§ **Your instructions**:
Select each line in the rows below that contains the word "wood". Copy those lines out.

(Excerpts from a detection dataset)
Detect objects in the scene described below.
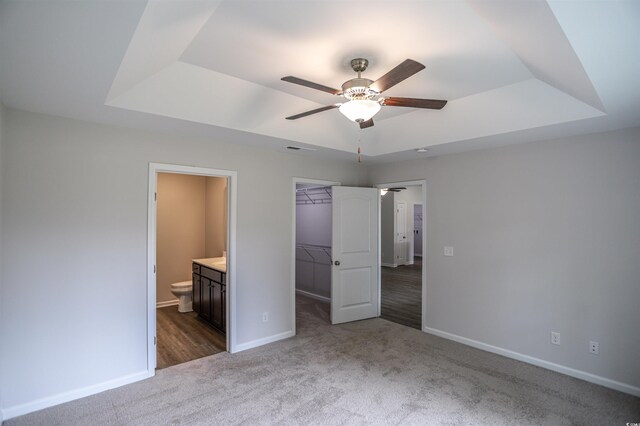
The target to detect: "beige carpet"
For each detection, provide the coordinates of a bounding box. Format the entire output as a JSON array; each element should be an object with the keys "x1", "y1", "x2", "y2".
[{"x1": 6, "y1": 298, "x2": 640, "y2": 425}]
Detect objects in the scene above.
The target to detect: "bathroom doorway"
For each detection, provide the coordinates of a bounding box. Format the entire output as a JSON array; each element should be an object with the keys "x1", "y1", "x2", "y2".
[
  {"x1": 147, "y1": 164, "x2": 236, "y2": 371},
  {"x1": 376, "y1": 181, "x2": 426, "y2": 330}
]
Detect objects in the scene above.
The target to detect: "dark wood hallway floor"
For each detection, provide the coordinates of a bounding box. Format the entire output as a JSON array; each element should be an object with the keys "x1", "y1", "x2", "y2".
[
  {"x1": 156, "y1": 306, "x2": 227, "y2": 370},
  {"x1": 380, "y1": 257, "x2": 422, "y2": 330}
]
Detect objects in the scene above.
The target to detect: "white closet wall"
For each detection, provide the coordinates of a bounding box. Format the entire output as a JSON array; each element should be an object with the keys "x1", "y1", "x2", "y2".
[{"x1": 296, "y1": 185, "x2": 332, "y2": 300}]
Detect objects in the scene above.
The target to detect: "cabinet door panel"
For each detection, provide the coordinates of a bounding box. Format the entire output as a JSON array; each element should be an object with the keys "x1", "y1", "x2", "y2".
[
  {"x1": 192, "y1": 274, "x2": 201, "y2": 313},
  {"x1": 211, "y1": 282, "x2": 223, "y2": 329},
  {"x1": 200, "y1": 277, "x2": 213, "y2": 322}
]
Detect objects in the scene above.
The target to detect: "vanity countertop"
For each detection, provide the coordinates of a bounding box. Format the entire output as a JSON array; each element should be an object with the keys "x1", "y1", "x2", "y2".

==

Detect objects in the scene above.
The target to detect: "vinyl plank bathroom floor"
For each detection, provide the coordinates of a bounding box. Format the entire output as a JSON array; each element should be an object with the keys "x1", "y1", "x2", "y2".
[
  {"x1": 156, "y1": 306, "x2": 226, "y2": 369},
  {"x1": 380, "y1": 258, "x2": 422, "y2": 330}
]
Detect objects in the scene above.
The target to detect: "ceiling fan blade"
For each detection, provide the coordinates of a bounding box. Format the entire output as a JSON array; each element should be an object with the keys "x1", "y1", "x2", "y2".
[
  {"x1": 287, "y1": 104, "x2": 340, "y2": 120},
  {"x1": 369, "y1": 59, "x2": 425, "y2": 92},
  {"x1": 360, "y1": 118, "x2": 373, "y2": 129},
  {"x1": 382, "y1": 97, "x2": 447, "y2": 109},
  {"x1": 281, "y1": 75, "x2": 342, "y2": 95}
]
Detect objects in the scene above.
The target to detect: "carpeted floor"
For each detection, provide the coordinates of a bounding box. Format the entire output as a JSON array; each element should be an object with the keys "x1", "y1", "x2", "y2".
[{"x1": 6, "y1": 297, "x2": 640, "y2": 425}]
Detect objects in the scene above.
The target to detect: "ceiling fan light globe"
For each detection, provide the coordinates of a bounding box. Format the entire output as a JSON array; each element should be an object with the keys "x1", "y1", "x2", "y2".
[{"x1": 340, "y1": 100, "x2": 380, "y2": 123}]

--

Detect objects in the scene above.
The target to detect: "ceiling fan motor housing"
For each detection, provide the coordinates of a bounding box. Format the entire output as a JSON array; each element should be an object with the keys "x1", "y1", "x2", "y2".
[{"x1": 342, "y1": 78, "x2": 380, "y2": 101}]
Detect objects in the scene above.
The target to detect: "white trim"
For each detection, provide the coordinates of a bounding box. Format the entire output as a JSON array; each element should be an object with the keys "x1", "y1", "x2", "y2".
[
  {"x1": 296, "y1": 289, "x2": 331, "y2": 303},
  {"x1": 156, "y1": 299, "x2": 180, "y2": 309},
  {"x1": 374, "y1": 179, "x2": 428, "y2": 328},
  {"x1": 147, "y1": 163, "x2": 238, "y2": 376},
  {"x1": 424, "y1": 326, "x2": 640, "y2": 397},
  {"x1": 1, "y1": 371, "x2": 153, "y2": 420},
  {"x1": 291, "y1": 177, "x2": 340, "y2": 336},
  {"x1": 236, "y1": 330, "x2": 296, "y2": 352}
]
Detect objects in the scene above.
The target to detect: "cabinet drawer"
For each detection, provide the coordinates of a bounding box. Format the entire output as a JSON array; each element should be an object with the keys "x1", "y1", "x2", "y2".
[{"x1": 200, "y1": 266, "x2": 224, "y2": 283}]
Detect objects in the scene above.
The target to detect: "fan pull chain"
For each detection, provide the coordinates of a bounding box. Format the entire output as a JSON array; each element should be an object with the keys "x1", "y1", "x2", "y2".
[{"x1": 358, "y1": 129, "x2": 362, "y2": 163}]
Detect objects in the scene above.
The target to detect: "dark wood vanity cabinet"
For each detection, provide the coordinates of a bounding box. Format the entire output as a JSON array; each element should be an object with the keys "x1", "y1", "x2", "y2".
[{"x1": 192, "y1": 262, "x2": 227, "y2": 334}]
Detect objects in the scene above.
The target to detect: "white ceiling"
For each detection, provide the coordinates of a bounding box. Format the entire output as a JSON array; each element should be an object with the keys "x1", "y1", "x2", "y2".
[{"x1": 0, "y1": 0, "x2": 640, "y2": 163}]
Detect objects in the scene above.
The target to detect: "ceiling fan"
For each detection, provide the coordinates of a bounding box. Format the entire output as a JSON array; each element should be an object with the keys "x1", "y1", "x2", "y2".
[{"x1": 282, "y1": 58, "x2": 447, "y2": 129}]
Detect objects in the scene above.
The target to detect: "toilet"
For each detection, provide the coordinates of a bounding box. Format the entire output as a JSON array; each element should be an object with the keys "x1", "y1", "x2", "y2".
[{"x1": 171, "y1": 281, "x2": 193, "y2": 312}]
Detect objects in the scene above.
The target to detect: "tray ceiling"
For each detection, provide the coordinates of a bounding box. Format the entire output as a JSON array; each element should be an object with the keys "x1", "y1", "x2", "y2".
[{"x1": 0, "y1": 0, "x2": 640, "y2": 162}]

§ **Expected answer**:
The target to detect: "dark wood hallway floor"
The target to detect: "dark wood vanity cabinet"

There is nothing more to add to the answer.